[START OF DATASET EXTRACT]
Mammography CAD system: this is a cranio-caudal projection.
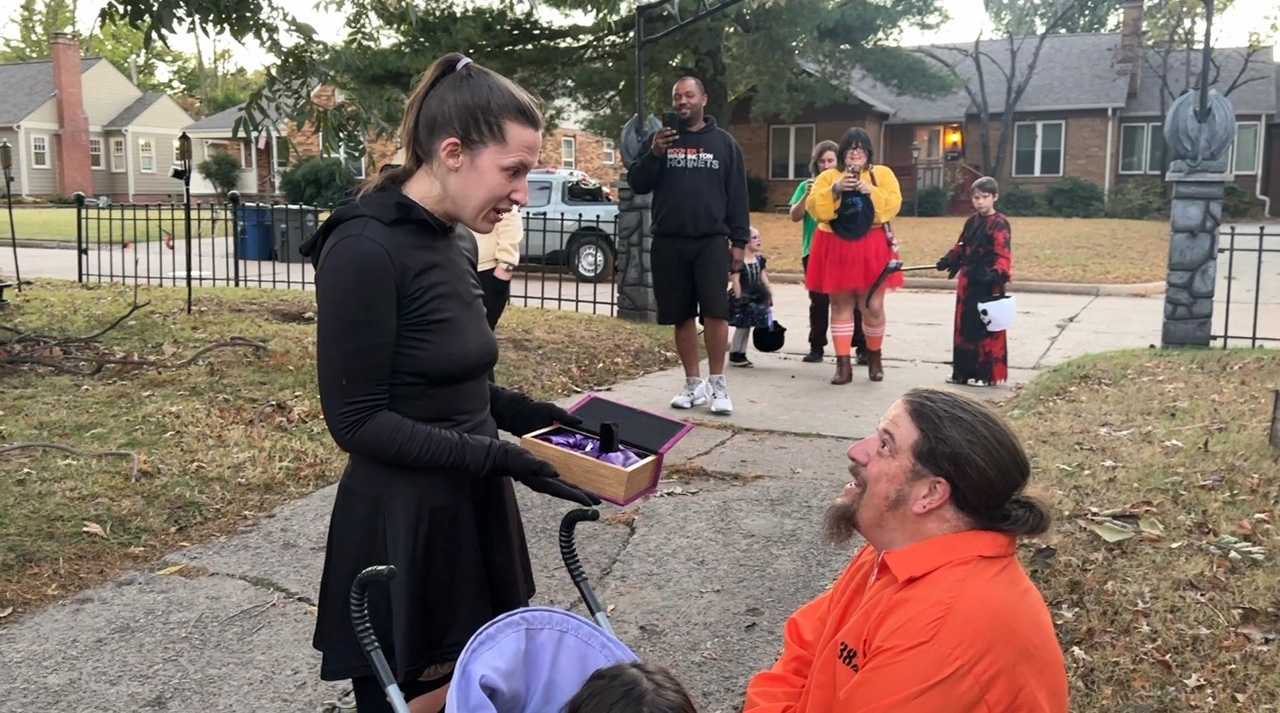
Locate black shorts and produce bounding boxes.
[649,236,731,324]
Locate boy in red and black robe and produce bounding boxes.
[937,177,1012,387]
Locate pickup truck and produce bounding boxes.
[520,169,618,283]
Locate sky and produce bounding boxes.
[0,0,1276,69]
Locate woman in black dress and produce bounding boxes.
[303,54,600,713]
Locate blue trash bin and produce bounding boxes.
[236,204,275,260]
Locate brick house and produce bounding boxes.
[538,123,623,186]
[177,84,397,200]
[730,0,1280,215]
[0,32,191,201]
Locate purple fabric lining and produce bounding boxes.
[538,431,645,469]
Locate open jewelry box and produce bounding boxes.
[520,394,694,506]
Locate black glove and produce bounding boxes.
[507,401,582,435]
[494,442,600,507]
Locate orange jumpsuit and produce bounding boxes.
[744,530,1068,713]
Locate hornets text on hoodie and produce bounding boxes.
[627,116,751,247]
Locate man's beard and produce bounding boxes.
[822,492,863,545]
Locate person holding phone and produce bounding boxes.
[805,127,904,384]
[627,77,751,415]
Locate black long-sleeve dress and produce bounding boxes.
[943,212,1012,384]
[303,187,534,681]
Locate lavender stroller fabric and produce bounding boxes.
[445,607,639,713]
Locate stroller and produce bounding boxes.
[351,508,639,713]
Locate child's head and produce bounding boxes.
[564,662,698,713]
[969,175,1000,215]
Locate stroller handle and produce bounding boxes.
[559,508,613,634]
[351,565,410,713]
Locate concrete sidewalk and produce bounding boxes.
[0,291,1162,713]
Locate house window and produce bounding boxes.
[561,136,577,169]
[1120,124,1165,174]
[1014,122,1066,175]
[88,138,106,170]
[1231,122,1260,174]
[769,124,817,180]
[138,138,156,173]
[275,136,289,170]
[31,134,49,169]
[111,138,124,173]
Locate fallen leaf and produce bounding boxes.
[81,520,106,540]
[1138,517,1165,538]
[1233,622,1276,644]
[1084,520,1137,543]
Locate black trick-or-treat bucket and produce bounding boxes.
[751,320,787,352]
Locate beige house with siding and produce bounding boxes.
[0,33,192,202]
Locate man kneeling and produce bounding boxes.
[744,389,1068,713]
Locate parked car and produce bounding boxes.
[520,169,618,283]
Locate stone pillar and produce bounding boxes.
[1161,87,1235,347]
[1161,173,1230,347]
[614,174,658,323]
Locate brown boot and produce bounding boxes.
[867,349,884,381]
[831,356,854,384]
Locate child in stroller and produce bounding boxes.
[351,509,696,713]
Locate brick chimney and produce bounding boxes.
[49,32,93,196]
[1119,0,1143,96]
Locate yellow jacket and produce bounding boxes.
[805,164,902,233]
[475,209,525,273]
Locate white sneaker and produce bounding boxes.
[707,374,733,413]
[671,376,707,408]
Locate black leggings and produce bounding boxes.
[351,676,452,713]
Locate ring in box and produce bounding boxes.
[520,394,694,506]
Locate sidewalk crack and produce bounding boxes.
[1032,294,1101,370]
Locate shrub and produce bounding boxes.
[1107,177,1169,220]
[746,175,769,212]
[915,186,947,218]
[996,186,1041,216]
[196,151,239,198]
[280,156,356,209]
[1044,175,1106,218]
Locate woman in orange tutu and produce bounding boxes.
[805,128,902,384]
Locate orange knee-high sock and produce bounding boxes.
[863,321,884,352]
[831,320,854,356]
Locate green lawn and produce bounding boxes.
[0,205,230,247]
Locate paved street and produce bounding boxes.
[0,225,1280,713]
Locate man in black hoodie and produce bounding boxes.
[627,77,751,413]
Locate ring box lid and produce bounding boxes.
[568,394,694,456]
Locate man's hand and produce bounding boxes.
[650,127,680,156]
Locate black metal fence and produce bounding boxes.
[1211,225,1280,348]
[511,211,620,316]
[76,192,324,296]
[76,194,618,315]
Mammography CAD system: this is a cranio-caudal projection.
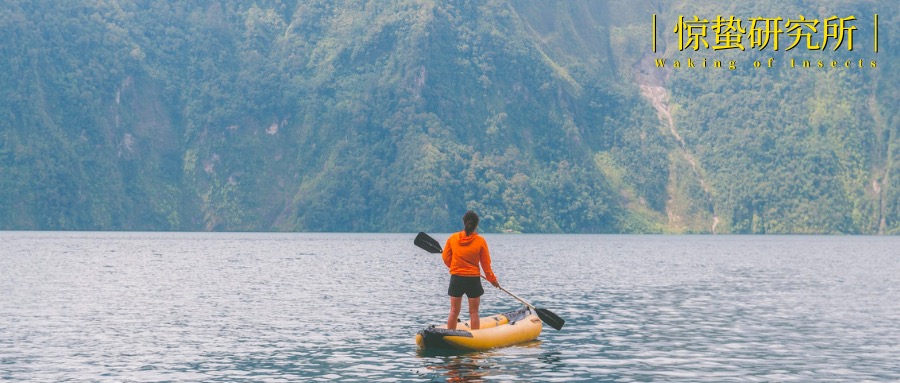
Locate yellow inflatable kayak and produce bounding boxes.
[416,307,543,350]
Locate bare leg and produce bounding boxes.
[468,297,481,330]
[447,297,462,330]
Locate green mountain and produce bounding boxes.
[0,0,900,234]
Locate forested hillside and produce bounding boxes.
[0,0,900,234]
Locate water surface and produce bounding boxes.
[0,232,900,382]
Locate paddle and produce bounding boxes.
[413,232,566,330]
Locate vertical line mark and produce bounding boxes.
[875,13,878,53]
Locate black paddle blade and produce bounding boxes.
[535,309,566,330]
[413,232,444,254]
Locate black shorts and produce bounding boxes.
[447,275,484,298]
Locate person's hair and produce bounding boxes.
[463,210,478,235]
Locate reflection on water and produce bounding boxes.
[0,232,900,382]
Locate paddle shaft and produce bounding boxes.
[481,275,536,310]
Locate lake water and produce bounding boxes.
[0,232,900,382]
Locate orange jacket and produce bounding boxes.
[441,231,497,283]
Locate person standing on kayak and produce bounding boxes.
[441,210,500,330]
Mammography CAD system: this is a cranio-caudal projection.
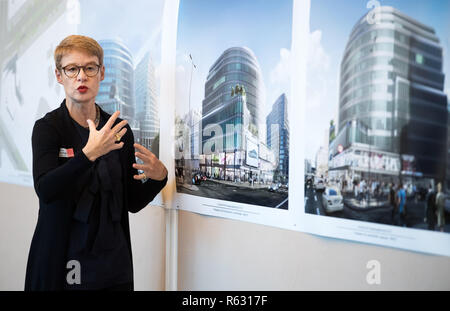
[END OF DATASET EXTRACT]
▸ **INSTRUCTIONS TO FOLLOW**
Extract each line above that contains the string "stroller". Case counts.

▸ **TASK RESPONSE**
Locate lavender stroller fabric and produce bounding boxes.
Locate stroller and produce bounding boxes.
Locate stroller handle and produce bounding boxes.
Locate child in stroller and produce bounding boxes.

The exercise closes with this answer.